_TASK PROMPT_.
Copy the records below character for character.

_DATA EXTRACT_.
▬▬▬▬▬▬▬▬▬▬
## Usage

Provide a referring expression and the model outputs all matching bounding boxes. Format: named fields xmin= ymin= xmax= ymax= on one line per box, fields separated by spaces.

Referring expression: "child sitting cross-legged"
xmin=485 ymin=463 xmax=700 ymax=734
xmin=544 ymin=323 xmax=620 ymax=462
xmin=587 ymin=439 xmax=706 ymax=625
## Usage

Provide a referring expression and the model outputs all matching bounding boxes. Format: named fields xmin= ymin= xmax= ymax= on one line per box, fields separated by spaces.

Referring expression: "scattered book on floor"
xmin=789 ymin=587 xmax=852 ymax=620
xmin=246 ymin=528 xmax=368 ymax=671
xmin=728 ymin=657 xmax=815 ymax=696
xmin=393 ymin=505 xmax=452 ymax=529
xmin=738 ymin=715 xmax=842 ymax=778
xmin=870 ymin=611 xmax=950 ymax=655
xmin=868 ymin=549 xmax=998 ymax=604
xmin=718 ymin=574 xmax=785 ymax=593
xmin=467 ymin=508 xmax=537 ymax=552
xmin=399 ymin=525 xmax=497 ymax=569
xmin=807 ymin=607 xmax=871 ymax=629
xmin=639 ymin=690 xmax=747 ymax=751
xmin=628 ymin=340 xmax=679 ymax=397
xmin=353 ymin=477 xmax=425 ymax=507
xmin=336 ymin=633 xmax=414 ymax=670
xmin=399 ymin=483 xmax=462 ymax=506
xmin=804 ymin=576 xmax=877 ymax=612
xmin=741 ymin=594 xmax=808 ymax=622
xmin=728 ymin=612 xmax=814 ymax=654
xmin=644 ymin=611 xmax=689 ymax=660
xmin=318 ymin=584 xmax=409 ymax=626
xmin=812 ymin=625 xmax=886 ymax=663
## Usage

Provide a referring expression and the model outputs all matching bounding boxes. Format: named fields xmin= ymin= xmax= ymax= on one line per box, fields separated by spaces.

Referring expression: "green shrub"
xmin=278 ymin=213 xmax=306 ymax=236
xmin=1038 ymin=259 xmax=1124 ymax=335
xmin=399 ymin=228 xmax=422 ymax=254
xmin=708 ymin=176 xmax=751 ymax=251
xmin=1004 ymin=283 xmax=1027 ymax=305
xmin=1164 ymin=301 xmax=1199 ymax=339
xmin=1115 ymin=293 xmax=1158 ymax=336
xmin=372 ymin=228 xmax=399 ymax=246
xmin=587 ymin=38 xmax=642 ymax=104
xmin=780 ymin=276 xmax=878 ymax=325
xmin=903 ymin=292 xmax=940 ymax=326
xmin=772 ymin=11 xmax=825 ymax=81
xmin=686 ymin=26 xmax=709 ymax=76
▬▬▬▬▬▬▬▬▬▬
_EXERCISE OUTPUT_.
## Usage

Provide a referring expression and the model outputs all matching bounding boxes. Format: named fields xmin= ymin= xmax= ymax= on one line per box, fields separated by spaces.

Referring expression: "child sitting cross-legged"
xmin=485 ymin=463 xmax=700 ymax=734
xmin=544 ymin=323 xmax=620 ymax=462
xmin=587 ymin=439 xmax=706 ymax=625
## Usage

Provide a referring expression and the model outputs all matching bounding boxes. Format: named fields xmin= ymin= xmax= ymax= on one line per box, fields separated by spaces.

Referring expression: "scattered book on floor"
xmin=789 ymin=587 xmax=852 ymax=620
xmin=246 ymin=528 xmax=368 ymax=671
xmin=728 ymin=657 xmax=815 ymax=696
xmin=393 ymin=505 xmax=452 ymax=529
xmin=738 ymin=715 xmax=842 ymax=778
xmin=870 ymin=611 xmax=950 ymax=655
xmin=868 ymin=549 xmax=998 ymax=604
xmin=718 ymin=574 xmax=785 ymax=593
xmin=467 ymin=508 xmax=537 ymax=552
xmin=399 ymin=525 xmax=497 ymax=569
xmin=807 ymin=607 xmax=871 ymax=629
xmin=639 ymin=690 xmax=747 ymax=751
xmin=628 ymin=340 xmax=679 ymax=397
xmin=353 ymin=477 xmax=425 ymax=507
xmin=336 ymin=633 xmax=414 ymax=670
xmin=399 ymin=483 xmax=462 ymax=506
xmin=804 ymin=576 xmax=877 ymax=612
xmin=741 ymin=594 xmax=808 ymax=622
xmin=728 ymin=612 xmax=814 ymax=654
xmin=644 ymin=611 xmax=689 ymax=660
xmin=318 ymin=584 xmax=409 ymax=626
xmin=812 ymin=625 xmax=886 ymax=663
## Usage

Provide a referring expression and the model outputs all matching bounding boxes. Format: named fields xmin= ymin= xmax= ymax= on one line per box, fields separated by spaces.

Referring expression: "green shrub"
xmin=278 ymin=213 xmax=306 ymax=236
xmin=1038 ymin=259 xmax=1124 ymax=335
xmin=399 ymin=228 xmax=422 ymax=254
xmin=708 ymin=176 xmax=751 ymax=251
xmin=1004 ymin=283 xmax=1027 ymax=305
xmin=1164 ymin=301 xmax=1199 ymax=339
xmin=1115 ymin=293 xmax=1158 ymax=336
xmin=372 ymin=228 xmax=399 ymax=246
xmin=587 ymin=38 xmax=642 ymax=104
xmin=780 ymin=276 xmax=878 ymax=325
xmin=903 ymin=292 xmax=940 ymax=326
xmin=772 ymin=11 xmax=825 ymax=81
xmin=686 ymin=26 xmax=709 ymax=76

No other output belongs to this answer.